Problema A:
Reescreva de forma mais breve o parágrafo do texto sobre a psicanálise que começa com "Por tudo que foi exposto", mantendo suas ideias principais.
Problema B:
Prolongue o texto sobre a psicanálise a partir da última frase apresentada.

*** Trecho do documento ***

Com Freud ou com Lacan, vive-se num mundo de carência, um mundo de necessidade, onde o horizonte é de ameaças: a ameaça da perda de controle, a ameaça da loucura. Acabamos de indicar como Lacan combate o imaginário, terminando com a subordinação do pequeno outro pelo grande Outro. Ou seja, Lacan elege o domínio do simbólico. Sua teoria trata afinal do “grande objeto abstrato”, defendendo a Lei, através do nome do Pai.
Ora, a autonomia do imaginário só pode ser encontrada nos sintomas psicóticos. O psicótico seria aquele que não aceita a lei da castração. Como Artaud nos lembra, o louco é o homem que preferiu enlouquecer “no sentido socialmente aceito”, a se trair, a trair uma determinada idéia. E por isso o louco não tem entrada neste reinado do simbólico. Para os lacanianos, o louco não se socializa, não se humaniza. Um pouco mais de impiedade e estaríamos dizendo com La Mettrie, aplicado discípulo de Descartes: “Cela crie, mais cela ne sent pas”,[12] referindo-se à falta da alma racional nos animais.
Por tudo que foi exposto é que podemos dizer que, apesar de todos os disfarces, os lacanianos também querem a cura, através da aplicação da lei. A prática da clínica lacaniana procura a mesma coisa que os analistas americanos ou ingleses. Todos eles acertam os ponteiros do ego, ajustando suas defesas na exata medida. Afinal uma simples pontuação no discurso do paciente, ou um simples “por que?” já denuncia  o desejo do analista, indicando que parte do ego ele estará querendo reforçar.  O fato é que a potência do inconsciente não deve se manifestar. Em sendo assim, não há escândalo algum em se afirmar parentescos entre as diversidades psicanalíticas.
De qualquer forma, a psicanálise não poderia agir de forma diferente. O pensamento filosófico do Ocidente parece participar de um determinado cenário, cujo empenho é excluir os fluxos livres, as desterritorializações. O pensamento deve se subordinar às aparências do conhecimento, aos encaixes da lógica, da coerência, da metodologia, da sintaxe. Existe toda uma predisposição da subordinação ao abstrato. É o que se pode chamar, para usar a linguagem lacaniana - ou psicanalítica - o lugar do pai. Ou melhor, com Althusser (1983), o lugar do Estado. Tudo organizado para constituir como Nietzsche diria, a moral do escravo.[13] Para constituir o rebanho, o cidadão. Não há como negar que a psicanálise tem a sua contribuição na constituição deste lugar: a lei do pai,  a necessidade da castração, a normatização das pulsões, a valorização da culpa e da depressão, fontes do sentimento do amor, uma certa desqualificação da emoção em benefício da voz suave da razão.

*** Dados registrados ***

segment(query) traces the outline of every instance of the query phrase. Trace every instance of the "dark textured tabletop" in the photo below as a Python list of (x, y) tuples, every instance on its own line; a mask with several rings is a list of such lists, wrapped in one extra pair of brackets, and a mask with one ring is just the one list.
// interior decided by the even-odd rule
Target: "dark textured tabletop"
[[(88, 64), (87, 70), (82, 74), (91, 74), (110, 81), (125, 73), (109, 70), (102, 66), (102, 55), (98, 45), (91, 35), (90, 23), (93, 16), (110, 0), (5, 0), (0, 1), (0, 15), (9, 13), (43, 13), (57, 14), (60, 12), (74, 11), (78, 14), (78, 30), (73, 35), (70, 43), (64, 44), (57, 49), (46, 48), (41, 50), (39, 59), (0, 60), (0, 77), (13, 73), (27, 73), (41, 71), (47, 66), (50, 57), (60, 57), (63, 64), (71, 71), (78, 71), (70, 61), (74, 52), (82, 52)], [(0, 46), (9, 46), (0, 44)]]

***

Resposta do exercício A:
Apesar dos disfarces, os lacanianos também buscam a cura pela aplicação da lei, e sua clínica quer o mesmo que os analistas americanos ou ingleses: ajustar as defesas do ego na medida exata. Uma simples pontuação no discurso do paciente ou um "por que?" já revela o desejo do analista e indica que parte do ego ele quer reforçar. A potência do inconsciente não deve se manifestar, e por isso não é escandaloso apontar parentescos entre as diferentes correntes psicanalíticas.

Resposta do exercício B:
Podemos dizer que a psicanálise nunca deixou de ser platônica. Seu chão é grego. Ela trabalha na escuta do inconsciente. Sim, ela o admira, mas quer domesticá-lo, se é que podemos falar assim. O inconsciente produtor, como queria Nietzsche ou Artaud, este inconsciente maquínico de Guattari (1981) e de Deleuze (1976), cujo desejo não se deixa capturar pelas medidas da cidade grega, pelos “padrões” da moral do escravo, pelas identificações, ou pelo nome do pai, este inconsciente a psicanálise ainda não suporta.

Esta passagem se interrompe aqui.